**REQUIREMENT 1**:
Please return every line of the rows below that contains the string "wing".

**SELECTED EXCERPT**:
>>>>>

Before you write anything, note key words in the prompt. Find out the topic, what key points you should focus on to answer the question and any points of view to present and discuss:

Essay prompts can be written in a number of ways. For example, you may need to discuss whether you agree or disagree with a statement:

You may have to consider how different groups of people might feel about a particular situation:

Your response on Write Essay is judged on our ability to write a persuasive or argumentative essay on a given topic. Your score is based on seven factors:

Content: Does your response address the topic?

Content is scored by determining if all aspects of the topic have been addressed in your response. The appropriateness of the details, examples and explanations used to support your point of view is also scored. If your essay does not address the topic, you will not receive any score points for your essay on any of the seven factors. Your essay will be scored zero. The best responses are on topic, contain logical and specific information and answer any questions asked. They also support any arguments with details, examples and/or explanations.

Development, structure and coherence: Does your response demonstrate good development of ideas and a logical structure?

<<<<<

**REQUIREMENT 2**:
In the essay-scoring passage above, what happens to an essay that does not address the topic?

**Records from a data source**:
>>>>>

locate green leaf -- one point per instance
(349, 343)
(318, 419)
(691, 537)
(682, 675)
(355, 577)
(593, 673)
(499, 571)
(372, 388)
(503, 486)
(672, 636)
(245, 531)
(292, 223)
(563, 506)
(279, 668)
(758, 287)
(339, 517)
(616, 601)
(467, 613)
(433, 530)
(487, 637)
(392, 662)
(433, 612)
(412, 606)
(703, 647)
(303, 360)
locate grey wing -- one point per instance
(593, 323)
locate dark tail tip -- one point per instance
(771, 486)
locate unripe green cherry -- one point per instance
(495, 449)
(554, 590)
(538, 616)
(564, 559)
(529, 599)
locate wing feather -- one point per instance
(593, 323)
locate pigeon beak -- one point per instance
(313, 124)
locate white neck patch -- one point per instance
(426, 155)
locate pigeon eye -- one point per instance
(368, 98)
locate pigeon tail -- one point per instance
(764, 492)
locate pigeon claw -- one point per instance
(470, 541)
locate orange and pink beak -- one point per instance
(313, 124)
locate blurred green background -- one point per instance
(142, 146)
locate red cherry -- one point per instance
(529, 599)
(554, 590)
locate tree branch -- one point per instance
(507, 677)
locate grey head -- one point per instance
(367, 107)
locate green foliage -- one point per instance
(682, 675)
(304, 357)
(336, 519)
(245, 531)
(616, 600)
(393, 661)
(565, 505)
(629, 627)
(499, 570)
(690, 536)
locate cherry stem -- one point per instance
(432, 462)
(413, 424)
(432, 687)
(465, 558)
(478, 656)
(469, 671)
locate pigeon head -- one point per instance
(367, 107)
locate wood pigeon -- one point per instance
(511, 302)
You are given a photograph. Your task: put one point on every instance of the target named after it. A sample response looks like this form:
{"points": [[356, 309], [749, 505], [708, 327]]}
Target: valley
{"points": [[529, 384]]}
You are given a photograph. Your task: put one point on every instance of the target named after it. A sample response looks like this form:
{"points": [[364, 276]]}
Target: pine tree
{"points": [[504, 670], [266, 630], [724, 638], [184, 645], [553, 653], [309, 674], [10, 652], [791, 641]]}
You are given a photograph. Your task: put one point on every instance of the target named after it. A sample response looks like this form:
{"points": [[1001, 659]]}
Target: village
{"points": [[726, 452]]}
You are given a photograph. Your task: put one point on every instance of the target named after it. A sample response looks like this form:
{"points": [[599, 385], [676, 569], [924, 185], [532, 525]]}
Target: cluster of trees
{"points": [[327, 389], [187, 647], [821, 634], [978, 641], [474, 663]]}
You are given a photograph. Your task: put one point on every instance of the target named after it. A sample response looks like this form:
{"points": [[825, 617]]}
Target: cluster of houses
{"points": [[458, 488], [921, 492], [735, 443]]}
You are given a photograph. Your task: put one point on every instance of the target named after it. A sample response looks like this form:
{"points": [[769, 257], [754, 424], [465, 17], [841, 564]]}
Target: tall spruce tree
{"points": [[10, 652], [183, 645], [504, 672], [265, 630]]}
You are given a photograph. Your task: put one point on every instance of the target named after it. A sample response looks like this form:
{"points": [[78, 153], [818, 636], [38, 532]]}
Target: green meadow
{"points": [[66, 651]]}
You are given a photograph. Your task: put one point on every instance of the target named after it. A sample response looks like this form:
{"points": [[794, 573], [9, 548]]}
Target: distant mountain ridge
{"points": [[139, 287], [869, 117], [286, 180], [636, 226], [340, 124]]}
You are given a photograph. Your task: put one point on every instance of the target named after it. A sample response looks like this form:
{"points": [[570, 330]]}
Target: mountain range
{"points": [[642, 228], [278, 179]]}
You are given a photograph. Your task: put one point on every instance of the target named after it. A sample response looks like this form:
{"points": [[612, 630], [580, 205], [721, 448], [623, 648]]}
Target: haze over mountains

<<<<<

**FULL OUTPUT 1**:
locate grey wing -- one point per instance
locate wing feather -- one point per instance

**FULL OUTPUT 2**:
It receives no score points on any of the seven factors and is scored zero.